Referring expression data:
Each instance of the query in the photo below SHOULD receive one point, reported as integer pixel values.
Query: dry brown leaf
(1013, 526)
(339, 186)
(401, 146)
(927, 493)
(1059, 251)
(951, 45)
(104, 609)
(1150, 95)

Action item: Retype each line of the data exactly as it reads.

Answer to this task:
Each instance of the query in the photo below SHOULD receive one point, reported as integer pixel values.
Query: dry brown leaf
(1013, 526)
(339, 186)
(401, 146)
(927, 493)
(1059, 251)
(951, 45)
(104, 609)
(1150, 95)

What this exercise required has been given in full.